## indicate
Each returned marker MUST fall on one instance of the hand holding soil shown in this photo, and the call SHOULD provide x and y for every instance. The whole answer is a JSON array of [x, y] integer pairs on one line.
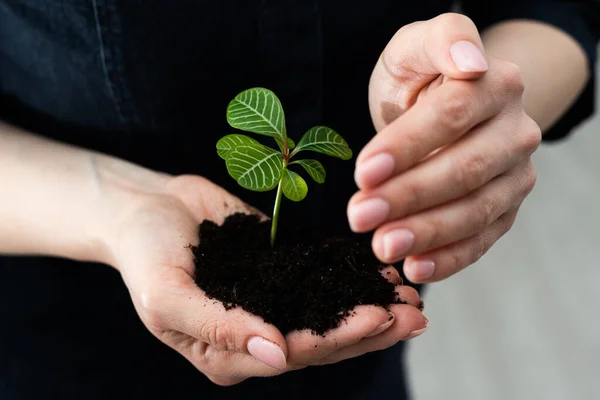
[[151, 248]]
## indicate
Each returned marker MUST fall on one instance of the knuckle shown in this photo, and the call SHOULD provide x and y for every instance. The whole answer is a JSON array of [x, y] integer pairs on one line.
[[487, 211], [455, 110], [413, 199], [531, 178], [472, 172], [532, 137], [478, 249], [511, 77], [430, 234], [221, 334], [150, 301], [455, 263], [506, 222]]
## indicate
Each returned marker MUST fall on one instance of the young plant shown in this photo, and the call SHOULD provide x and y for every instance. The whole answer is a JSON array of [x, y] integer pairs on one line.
[[260, 168]]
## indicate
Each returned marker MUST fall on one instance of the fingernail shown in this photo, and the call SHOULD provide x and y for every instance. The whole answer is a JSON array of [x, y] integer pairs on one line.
[[374, 170], [383, 326], [267, 352], [368, 214], [467, 57], [397, 243], [418, 332], [422, 269]]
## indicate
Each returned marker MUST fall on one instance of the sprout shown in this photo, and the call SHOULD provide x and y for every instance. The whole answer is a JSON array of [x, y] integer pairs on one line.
[[260, 168]]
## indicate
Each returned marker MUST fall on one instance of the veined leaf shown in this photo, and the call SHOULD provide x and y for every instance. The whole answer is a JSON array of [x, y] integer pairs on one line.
[[314, 168], [324, 140], [290, 142], [294, 187], [257, 110], [255, 167], [230, 142]]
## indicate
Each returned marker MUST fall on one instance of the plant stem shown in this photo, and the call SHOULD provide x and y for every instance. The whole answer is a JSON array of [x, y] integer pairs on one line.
[[276, 211]]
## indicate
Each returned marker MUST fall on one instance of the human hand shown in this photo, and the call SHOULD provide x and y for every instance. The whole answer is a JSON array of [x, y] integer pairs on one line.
[[149, 244], [445, 175]]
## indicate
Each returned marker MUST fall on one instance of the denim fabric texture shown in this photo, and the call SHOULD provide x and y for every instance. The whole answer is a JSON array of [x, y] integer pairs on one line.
[[149, 82]]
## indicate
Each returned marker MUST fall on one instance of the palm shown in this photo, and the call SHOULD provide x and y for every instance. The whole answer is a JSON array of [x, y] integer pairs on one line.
[[157, 265]]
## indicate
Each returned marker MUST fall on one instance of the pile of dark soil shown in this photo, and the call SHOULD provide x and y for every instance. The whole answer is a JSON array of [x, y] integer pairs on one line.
[[309, 280]]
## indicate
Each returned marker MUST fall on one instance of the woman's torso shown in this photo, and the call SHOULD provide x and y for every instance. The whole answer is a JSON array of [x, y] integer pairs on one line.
[[149, 82]]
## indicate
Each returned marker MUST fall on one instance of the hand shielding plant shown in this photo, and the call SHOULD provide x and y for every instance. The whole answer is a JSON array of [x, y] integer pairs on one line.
[[260, 168]]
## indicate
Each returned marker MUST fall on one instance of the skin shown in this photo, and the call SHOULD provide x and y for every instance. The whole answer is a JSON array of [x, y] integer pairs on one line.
[[457, 142], [74, 203]]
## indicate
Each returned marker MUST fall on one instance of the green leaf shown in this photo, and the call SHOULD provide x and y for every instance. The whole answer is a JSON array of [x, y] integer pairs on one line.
[[257, 110], [230, 142], [314, 168], [294, 187], [291, 144], [255, 167], [324, 140]]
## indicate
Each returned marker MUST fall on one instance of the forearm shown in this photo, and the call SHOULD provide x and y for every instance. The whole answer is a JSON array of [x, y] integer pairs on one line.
[[553, 66], [57, 199]]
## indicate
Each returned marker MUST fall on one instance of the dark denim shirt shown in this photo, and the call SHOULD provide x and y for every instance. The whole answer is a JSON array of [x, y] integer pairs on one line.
[[149, 81]]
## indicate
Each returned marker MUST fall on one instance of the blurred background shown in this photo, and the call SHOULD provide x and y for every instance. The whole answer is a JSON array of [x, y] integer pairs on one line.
[[524, 322]]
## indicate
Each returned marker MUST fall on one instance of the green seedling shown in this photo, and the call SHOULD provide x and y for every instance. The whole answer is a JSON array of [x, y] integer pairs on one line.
[[260, 168]]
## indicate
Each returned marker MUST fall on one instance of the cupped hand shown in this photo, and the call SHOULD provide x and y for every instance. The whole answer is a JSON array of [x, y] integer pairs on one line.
[[444, 177], [150, 245]]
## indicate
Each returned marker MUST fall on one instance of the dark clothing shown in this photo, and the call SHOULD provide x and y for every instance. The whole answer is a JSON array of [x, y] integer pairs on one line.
[[149, 82]]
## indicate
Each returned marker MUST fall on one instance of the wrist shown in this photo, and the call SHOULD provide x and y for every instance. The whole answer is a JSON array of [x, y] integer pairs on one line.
[[120, 188]]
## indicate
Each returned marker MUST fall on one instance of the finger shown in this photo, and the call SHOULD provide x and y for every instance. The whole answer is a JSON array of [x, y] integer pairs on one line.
[[448, 44], [408, 323], [456, 220], [229, 368], [305, 348], [440, 118], [452, 173], [392, 275], [447, 261], [186, 309]]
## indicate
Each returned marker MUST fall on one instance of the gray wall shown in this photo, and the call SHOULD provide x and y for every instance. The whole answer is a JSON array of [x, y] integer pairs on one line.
[[524, 322]]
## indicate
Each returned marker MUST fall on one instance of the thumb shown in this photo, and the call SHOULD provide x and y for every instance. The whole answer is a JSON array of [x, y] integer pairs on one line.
[[233, 330], [448, 44]]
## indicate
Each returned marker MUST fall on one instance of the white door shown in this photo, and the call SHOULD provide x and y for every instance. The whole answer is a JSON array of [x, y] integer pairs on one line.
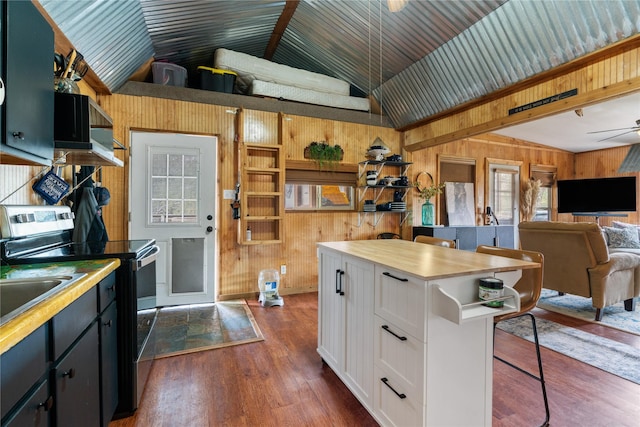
++++++++
**Directions for this task:**
Output the material word for word, omitting its pictures.

**Full solution:**
## indicate
Each returned marker MUST fall on one instance of the hand holding soil shown in this photo, and the call SHOULD provide x and y for every instance. The whole answer is a JSON array of [x, y] integer pairs on one line.
[[151, 248]]
## indicate
Each returned marker MUST fall on one instance of the knuckle shown in this photo, and the call SHOULD provide x and y for every instance. The whole answer is a JSON array of [x, y] integer pairs on one line.
[[487, 211], [455, 110], [413, 199], [531, 178], [472, 172], [532, 137], [478, 249], [511, 77], [430, 234], [221, 334], [150, 301], [455, 263], [506, 222]]
## indicate
Each returned marker MUST fall on one instance of the young plant shown in this photo, and the call SHOULD provide x and y for every instance. The whole answer is a JSON array of [x, y] integer pairs on one line.
[[260, 168]]
## indicate
Each returned marker MUST fall on one instance of the fingernail shown in this photo, and the call SHOULD provide x and y for every instance. The whole answer is a JSON array of [x, y] integer pairs on one line.
[[374, 170], [383, 326], [267, 352], [368, 214], [467, 57], [397, 243], [418, 332], [422, 269]]
## indicate
Each returned marker MUST fall on one instance of the sprout shown in this photo, and the call SHOULD provide x and y for every instance. The whole answer is a JSON array of [x, y] integer pairs on one line.
[[260, 168]]
## indicate
Each returned marker MUST fall on one instance of the veined leaf shown in this photo, and the call SHOULD provide x and y for every instance. The whole answer is a JSON array of [x, y] integer pairs on one line.
[[314, 168], [324, 140], [290, 142], [294, 187], [257, 110], [255, 167], [230, 142]]
## indicate
Each returned marker MUST fall on one instance of the plant stem shown in this photo, and the call SHOULD provide x and y for every instance. The whole answer is a JSON array of [x, y] integer pairs on one line.
[[276, 211]]
## indicate
Each returned marker MUST fall on one instance of the human hand shown in this photo, and the call SHOULD provide x and y for every instance. The whole answer is a JSON array of [x, y] integer pairs on one line.
[[149, 244], [445, 175]]
## indicate
Each returned marker MUST fall on one instance of the denim fabric texture shown in this photo, and the call SHOULD provide x and y for every instance. The whole answer is a JSON array of [x, y] integer pairs on one line.
[[149, 82]]
## indicate
Each returned marker MUST fall on one instance of the palm shown in this photo, and the call SHOULD provide x and y for every instance. The whole answer is a JSON array of [x, y] integer pairs on one line.
[[157, 265]]
## indicate
Each returned marker MUST fall on one instance of the pile of dark soil shown in this photo, and the call SHOULD provide x and y for every instance. The whole answer is a JSON array of [x, y] integer pairs on one line.
[[309, 280]]
## indicate
Each returned marker MUST fall on one instance of the woman's torso shown in this photo, and the call SHOULD provide x and y for every instance. The whole answer is a JSON array of [x, y] integer pairs on one line.
[[149, 82]]
## indicate
Each returned marker MUST fall on one instance of the hand shielding plant shown in this photo, and the call SHOULD provide x and y for every instance. The whole answer is a JSON array of [x, y] integer pairs on one line.
[[260, 168]]
## indicate
Each returned marker MUST fall on one instance of the skin shown in this photo, and the call SHOULD provide x and y for every instance. The whole answer is a JSON array of [x, y] integer pairs on one line.
[[457, 142], [74, 203]]
## indicate
Each returned marker MUST fall on one instance of the green leaf shown in this photo, and the call SHOULD provide x and y for every instance. The whole answer is a JSON array of [x, y] integer pairs on one line.
[[257, 110], [230, 142], [314, 168], [294, 187], [291, 144], [255, 167], [324, 140]]
## indicate
Each returned marker MUST fall on one instance of the forearm shown in this photo, and the call SHOULD provide x and y for every instance. The whole answer is a JSON array of [x, y] integer pairs on one line.
[[553, 66], [57, 199]]
## indicate
Each returned marker MUST fall on one instance of the dark denim shirt shown in this photo, and the call SHOULD provide x and y for every instance. The whole answer is a JSON array of [x, y] integer pairs on one line.
[[149, 81]]
## indicate
Each returned marker MUST fall on one instance of the blurred background shown in this photo, and the call SHOULD provide x and y for every instance. The whole answer is a JSON array of [x, y] integer pairs on one line.
[[524, 322]]
## indicate
Each returned marker MUST fall on one instance of the green seedling shown in this photo, and the call SHOULD provide x and y for every instance. The whole answer is a JSON array of [x, y] integer pairs on one line.
[[260, 168]]
## indicate
Each returned marker MUST fall on one instance of the cupped hand shown in this photo, and the call SHOULD provide x and y for every instance. The whole answer is a JSON array of [x, y] integer pairs on one line.
[[444, 177], [150, 245]]
## indicate
Each returned marker MUST fall on one instance of the dark clothing shown in this photo, and the call SHOULD provide x and y for every instance. The whole answer is a JSON array of [x, y] integer pairs on one line.
[[149, 82]]
## indicate
Each returned marker MUST fall on one instance of the wrist shown in this photo, and the call SHOULD provide x and y for every instance. The whole answer is a JSON array of [x, y] integer pairs on one line.
[[120, 188]]
## indicate
Each returned marker MUST fall on one instance of the finger shown in this photo, and the call SHOULD provide x and y for every instance. The whole answer is a JSON array of [x, y] integer pairs on one line.
[[448, 44], [408, 323], [456, 220], [229, 368], [305, 348], [440, 118], [452, 173], [392, 275], [447, 261], [186, 309]]
## indicate
Each returned marker MUST fall on one instance of the gray wall shown in this photo, and the call SHOULD provide x and y for every instance. The whole answer is a JSON array of [x, y] integer pairs on one line.
[[524, 322]]
## indicate
Each returned marker MUST fall on one instance of the thumb shown in this photo, and the call SHOULD provide x and y for every instance. The whole answer is a JSON array of [x, y] integer pairs on one line.
[[233, 330], [448, 44]]
## indicate
Each returned marker MUST fall on one instance of the white door shown in this photo, and the call SHOULD provide x and y for every instance. The whole answer is a JSON array of [x, y] integer pairs on one line.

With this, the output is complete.